→ **Description of the task**: Transcribe the records below in full; pictures stay out of the copy.

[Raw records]
** Begin **
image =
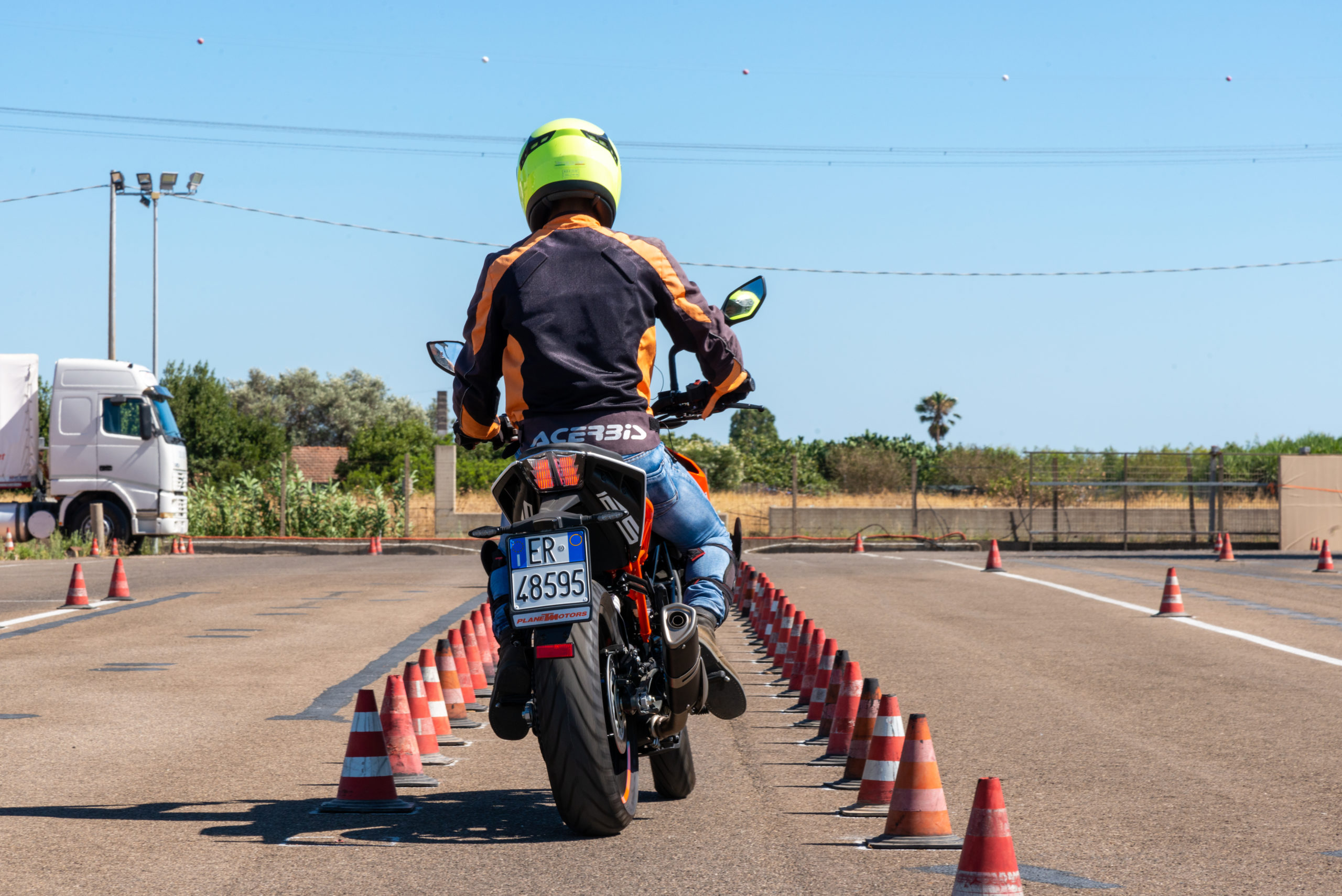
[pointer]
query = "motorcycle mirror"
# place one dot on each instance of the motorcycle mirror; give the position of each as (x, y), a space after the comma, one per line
(445, 354)
(744, 302)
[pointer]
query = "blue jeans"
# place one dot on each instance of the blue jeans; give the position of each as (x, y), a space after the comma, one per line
(682, 515)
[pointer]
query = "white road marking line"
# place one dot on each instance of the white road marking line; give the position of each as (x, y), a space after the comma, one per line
(63, 609)
(1246, 636)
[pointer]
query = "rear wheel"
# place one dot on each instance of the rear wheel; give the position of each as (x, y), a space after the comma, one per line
(593, 776)
(673, 772)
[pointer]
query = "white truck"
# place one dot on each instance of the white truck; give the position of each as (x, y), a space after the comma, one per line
(112, 440)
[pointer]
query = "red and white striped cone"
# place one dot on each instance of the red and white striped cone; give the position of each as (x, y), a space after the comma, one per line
(463, 671)
(365, 780)
(399, 734)
(473, 659)
(78, 593)
(845, 717)
(816, 709)
(118, 589)
(1172, 600)
(453, 695)
(422, 718)
(437, 705)
(878, 776)
(808, 671)
(482, 644)
(862, 731)
(1325, 560)
(988, 860)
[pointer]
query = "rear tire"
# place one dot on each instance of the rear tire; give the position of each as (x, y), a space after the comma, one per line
(595, 784)
(673, 772)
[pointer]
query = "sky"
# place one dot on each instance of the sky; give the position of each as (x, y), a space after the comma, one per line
(1237, 106)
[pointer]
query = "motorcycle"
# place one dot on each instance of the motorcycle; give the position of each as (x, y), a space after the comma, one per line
(595, 599)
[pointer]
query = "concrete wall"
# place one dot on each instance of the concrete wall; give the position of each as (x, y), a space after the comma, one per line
(1005, 524)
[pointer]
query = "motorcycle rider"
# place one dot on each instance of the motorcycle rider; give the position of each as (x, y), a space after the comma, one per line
(568, 318)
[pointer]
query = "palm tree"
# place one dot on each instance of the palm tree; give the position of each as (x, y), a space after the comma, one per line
(936, 409)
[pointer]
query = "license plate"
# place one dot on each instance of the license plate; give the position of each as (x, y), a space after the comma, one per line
(549, 572)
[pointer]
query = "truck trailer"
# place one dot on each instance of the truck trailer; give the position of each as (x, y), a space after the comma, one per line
(112, 440)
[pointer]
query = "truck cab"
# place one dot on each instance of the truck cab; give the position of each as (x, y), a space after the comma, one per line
(113, 439)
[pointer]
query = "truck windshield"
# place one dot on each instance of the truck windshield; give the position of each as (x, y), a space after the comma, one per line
(167, 422)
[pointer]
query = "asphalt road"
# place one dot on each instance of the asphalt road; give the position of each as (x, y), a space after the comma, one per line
(179, 743)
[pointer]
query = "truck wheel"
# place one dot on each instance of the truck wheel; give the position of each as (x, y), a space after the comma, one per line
(114, 522)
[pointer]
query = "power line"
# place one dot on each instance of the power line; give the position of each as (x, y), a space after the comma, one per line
(791, 270)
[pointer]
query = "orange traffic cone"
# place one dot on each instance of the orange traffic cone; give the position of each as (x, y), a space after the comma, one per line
(365, 780)
(816, 707)
(77, 595)
(1325, 560)
(878, 774)
(988, 859)
(120, 589)
(463, 670)
(827, 713)
(1172, 600)
(995, 560)
(437, 705)
(845, 718)
(918, 817)
(399, 734)
(422, 719)
(862, 731)
(451, 686)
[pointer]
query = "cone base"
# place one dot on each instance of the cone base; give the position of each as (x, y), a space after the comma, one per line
(866, 811)
(894, 841)
(370, 806)
(830, 761)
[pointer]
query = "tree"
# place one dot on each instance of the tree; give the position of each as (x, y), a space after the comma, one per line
(322, 412)
(936, 409)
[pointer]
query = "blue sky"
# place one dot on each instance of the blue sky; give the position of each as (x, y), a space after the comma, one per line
(1124, 361)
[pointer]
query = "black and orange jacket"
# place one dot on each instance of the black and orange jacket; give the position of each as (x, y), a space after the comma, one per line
(567, 318)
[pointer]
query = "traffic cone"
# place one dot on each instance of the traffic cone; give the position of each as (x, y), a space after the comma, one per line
(988, 859)
(878, 774)
(451, 686)
(918, 817)
(118, 589)
(422, 718)
(437, 705)
(843, 719)
(862, 731)
(827, 710)
(365, 780)
(473, 659)
(815, 709)
(399, 734)
(1325, 560)
(482, 643)
(77, 595)
(463, 671)
(995, 560)
(1172, 600)
(808, 671)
** End **
→ **Completed task**:
image =
[pointer]
query = "motorcycle mirror"
# place one dot on each instance of the motorcycle mirror; give the position of each as (x, y), a space after the comma, one per line
(445, 354)
(744, 302)
[pointer]
query = "blue jeans"
# place one dot on each instance of the blue jeans; give the position of each as (x, y), a space after the comma, one per line
(682, 515)
[pointer]
query = "white road marking line"
# place one dot on each instance of the white road marking line; give the position of each as (x, y), a space after the comma, one per line
(63, 609)
(1246, 636)
[pointer]
query = "rear wheel"
# place one dot on each instance of the rear wheel; give the position of each as (x, y), a space after the comma, one per line
(593, 776)
(673, 772)
[pointer]
query = "white truck"
# place one dot on each instance of the white truck; give the position of each as (x, y), a space after the comma, one per line
(112, 440)
[pointer]
query = "red and white striped cone"
# place one dot on each instance of the red and white striped cone; give the position of each as (x, y), a space after the comma, one per line
(463, 671)
(365, 780)
(399, 734)
(473, 659)
(78, 593)
(845, 717)
(816, 709)
(118, 589)
(1172, 600)
(453, 695)
(422, 718)
(437, 705)
(878, 776)
(808, 671)
(482, 644)
(862, 731)
(1325, 560)
(988, 860)
[pointer]
query = "rear tire"
# place one dot on each instance of the rear tire; give the position of each as (x, y), a space after the comma, one per line
(595, 784)
(673, 772)
[pointer]
query = "sky"
# place one dot on each instance of the sky; give the position of each as (x, y), a space after the comma, one per line
(1237, 106)
[pointer]
query = "motorcycle"
# place one dot on each instance of the motorcycle; give the position of each as (x, y), a space after the comma, one per line
(595, 599)
[pointer]
query = "concrete wall"
# place one dot on each instance of the concrete wall; give the position of each as (x, y), a space after the comma, one per line
(1005, 524)
[pointer]
query = "motorcycle rider"
# place one dot on each instance of the motorcycle rider; give the position of each as (x, y), a space after the comma, one per line
(568, 318)
[pointer]
query = "palm tree"
# place one dot on each instance of the palm tree; give the position of each as (x, y), a space after the comma, one per line
(936, 409)
[pointer]
query = "license plate"
# place one dot on each instance of the license plate; give the position of each as (x, y), a space after the comma, one per line
(549, 572)
[pointer]
query = "truck trailer"
# place one dot on each instance of the truck trailer; give the position of each as (x, y), a space after the comma, one per line
(112, 440)
[pointer]
query = "truck cab"
# place one dot on each instance of the truck cab; give the position of each as (x, y), a space after the comma, one per line
(113, 439)
[pointer]
query = "truck windshield"
# place one dot on each instance of the truck windshield; give the position of each as (x, y), a space after the comma, one per line
(167, 422)
[pointer]
query = "asphalt road"
# place one dot on each instance of the asphalt road; give the position of each as (x, y), a space after the comma, one per line
(179, 743)
[pointer]
query = "truck wheel"
# place one dot on each instance of the truck wheel; give the position of each as (x, y), a space after the comma, one per line
(114, 522)
[pointer]
query = "power line"
# place one dot on each instance of the power line; give the position of each as (x, y), a space after the comma, one per line
(791, 270)
[pointer]
query = "orange traffic cone"
# place one dot on each instance of the orange traffic cone; give the position of each as (x, y), a space after the comma, one per line
(365, 780)
(816, 707)
(77, 595)
(1325, 560)
(878, 774)
(988, 859)
(120, 589)
(463, 670)
(827, 713)
(1172, 600)
(995, 560)
(437, 705)
(845, 718)
(918, 817)
(399, 734)
(422, 719)
(862, 731)
(451, 686)
[pointer]
query = "cone base"
# place one dot on each instance of the cone base; give the position of each as (x, y), a space after the comma, one per line
(866, 811)
(894, 841)
(370, 806)
(830, 761)
[pointer]
query = "tree"
# place one dot on each instance of the tree; give the position of each as (x, y), a space after the comma, one per line
(322, 412)
(936, 409)
[pointer]
query = "blue sky"
# place one dot on each instance of the blue sky; give the position of each as (x, y), a space after the comma, one per line
(1124, 361)
[pointer]
query = "black and orange jacket"
# place one dot on each instance of the black and orange jacket; give the position of each as (x, y), a space after the comma, one per line
(567, 318)
[pointer]
query = "traffic cone"
# place one dot on each instance of the traffic cone; give the position of each as (x, y), a space after the comma, one per line
(988, 859)
(878, 774)
(451, 686)
(918, 817)
(118, 589)
(422, 718)
(437, 705)
(843, 719)
(862, 731)
(827, 710)
(365, 780)
(473, 659)
(815, 709)
(399, 734)
(1325, 560)
(482, 643)
(77, 595)
(463, 671)
(995, 560)
(1172, 600)
(808, 671)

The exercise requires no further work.